> 課題一覧:
a) 読解文の「2020年5月から」で始まる段落を、主な事実を残して箇条書きに直せ。
b) つくば市の社会参加プログラムについての読解文を、最後の段落の後から書き継げ。

> 読解文:
== == ==
2019(令和元)年度(第21回)2.法政大学 地域研究センター

〇テーマ:

「シェアリングエコノミーを活用した高齢者と地域をつなぐ社会参加プログラム~つくば市での多世代交流プログラム実践とコミュニティケアの構築~」

〇実施内容:

2020年5月から2021年3月までに毎月2回程度、多い月には6回ほど、オンラインによる「健康のイロハ」、「音楽療法de歌おう」「介護の日」等といった内容のイベントやオンラインサロン等を継続して実施した。イベント回数は56回で、サロン参加者はのべ475名、高齢者の参加者はのべ307名、YouTube Liveには147名が参加した。

〇事業の効果:

1)STAYHOMEにおけるシニアの生活状況を把握する
新型コロナウイルス感染症拡大による急激な社会環境変化が多面的に起こっていった。シニアにおいてはよりリスクが高い存在であり、外出が困難となり社会的孤立が早期から問題視されていた。特に地域活動実施が困難になる、医療介護サービスへの参加ができなくなる、近隣に住む家族もサポートができなくなるという状況がみられ、より深刻であることが推測された。

これまでの実践により、地域のつながりやICTプログラムについて早期より踏み出すことが可能であった。特に学生からシニアにICTサポートを行う多世代交流については満足度が高く、新しい生活様式として可能性が示唆された。
== == ==
> データセット記録:
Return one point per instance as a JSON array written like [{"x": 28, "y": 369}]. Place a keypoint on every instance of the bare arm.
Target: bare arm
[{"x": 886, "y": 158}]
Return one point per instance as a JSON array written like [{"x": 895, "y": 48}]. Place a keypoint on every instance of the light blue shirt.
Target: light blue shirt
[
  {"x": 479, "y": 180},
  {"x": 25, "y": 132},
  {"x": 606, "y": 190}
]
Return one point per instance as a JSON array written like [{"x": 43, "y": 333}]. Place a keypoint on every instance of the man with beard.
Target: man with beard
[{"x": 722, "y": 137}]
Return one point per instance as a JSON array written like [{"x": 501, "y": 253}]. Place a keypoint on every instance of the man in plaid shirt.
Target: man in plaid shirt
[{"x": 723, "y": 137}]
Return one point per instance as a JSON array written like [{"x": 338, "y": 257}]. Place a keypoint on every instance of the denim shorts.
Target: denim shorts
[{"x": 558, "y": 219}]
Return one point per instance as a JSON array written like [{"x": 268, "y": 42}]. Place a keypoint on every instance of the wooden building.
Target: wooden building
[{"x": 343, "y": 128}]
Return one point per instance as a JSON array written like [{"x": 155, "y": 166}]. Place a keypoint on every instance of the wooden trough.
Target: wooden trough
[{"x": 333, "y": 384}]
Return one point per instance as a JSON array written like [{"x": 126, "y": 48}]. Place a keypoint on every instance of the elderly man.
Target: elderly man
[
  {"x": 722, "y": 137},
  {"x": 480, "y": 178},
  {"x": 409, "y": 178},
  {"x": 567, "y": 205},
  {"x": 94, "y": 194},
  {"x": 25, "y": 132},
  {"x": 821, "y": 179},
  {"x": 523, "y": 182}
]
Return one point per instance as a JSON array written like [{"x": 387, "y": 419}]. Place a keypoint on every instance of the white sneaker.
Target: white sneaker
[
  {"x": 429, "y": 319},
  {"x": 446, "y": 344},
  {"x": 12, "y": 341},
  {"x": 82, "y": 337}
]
== == ==
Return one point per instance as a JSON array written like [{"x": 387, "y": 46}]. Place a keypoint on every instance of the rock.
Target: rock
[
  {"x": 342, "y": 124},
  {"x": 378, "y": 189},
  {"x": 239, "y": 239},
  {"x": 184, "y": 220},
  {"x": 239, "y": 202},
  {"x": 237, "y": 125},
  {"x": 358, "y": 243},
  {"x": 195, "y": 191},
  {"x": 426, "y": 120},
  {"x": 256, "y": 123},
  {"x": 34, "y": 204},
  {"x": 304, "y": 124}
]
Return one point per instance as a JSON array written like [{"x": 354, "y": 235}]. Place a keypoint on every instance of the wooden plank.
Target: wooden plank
== == ==
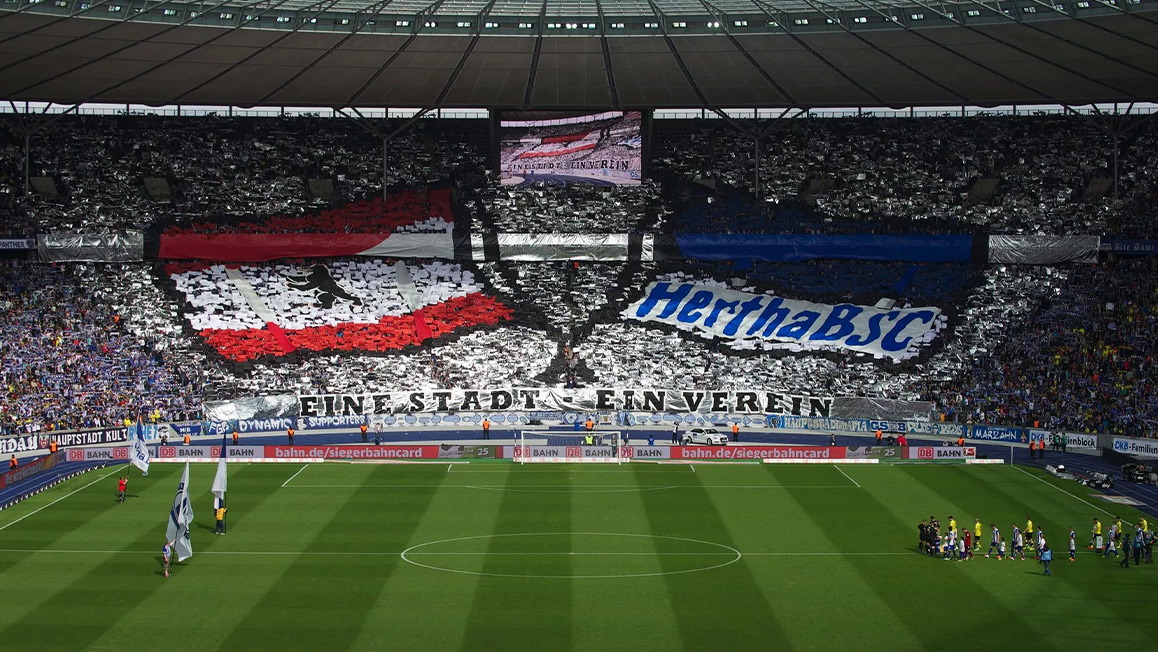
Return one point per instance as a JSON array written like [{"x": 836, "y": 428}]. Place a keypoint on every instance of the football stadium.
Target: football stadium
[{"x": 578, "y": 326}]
== == ==
> 解答欄:
a)
- 期間:2020年5月から2021年3月まで
- 頻度:毎月2回程度、多い月は6回ほど
- 内容:オンラインで「健康のイロハ」「音楽療法de歌おう」「介護の日」等のイベントやオンラインサロン等を継続して実施
- イベント回数:56回
- サロン参加者:のべ475名
- 高齢者の参加者:のべ307名
- YouTube Live参加者:147名

b)
2)オンラインサロンはシニアの生活サポートにおいて
まずオンラインサロンがシニアに利用可能かといった実証よりスタートした。全く利用したことがない方が多いこと、緊急事態宣言下では対面で教えることが難しい点が大きな阻害要因であった。緊急事態宣言前に行ったプロトタイプ実験において、説明がない段階でもシニアがビデオ通話を通したプログラムを認識していたことが実証を進める大きな要因であった。

その後、地域活動主催者のオンライン化とともに、シニアのオンライン環境とスキルを整えるプログラムを実行していった。認知症高齢者や独居高齢者でもサポートを適切に行うことで、月10回程度活用される事例等も出てきていた。

3)社会実装は可能であるのか?
大きな障壁はシニアにはオンラインは無理であるという認識とモチベーションやきっかけ作りであった。地域協力者を得ていくこと、実践例を紹介する活動を続けていくことで徐々に世の中に参加する機運の変化が見られていった。しかしながら、機材、通信、リテラシー、プログラム等まだまだシニアのICT利用については環境整備が必要であり、制約が未だ多いのが実情である。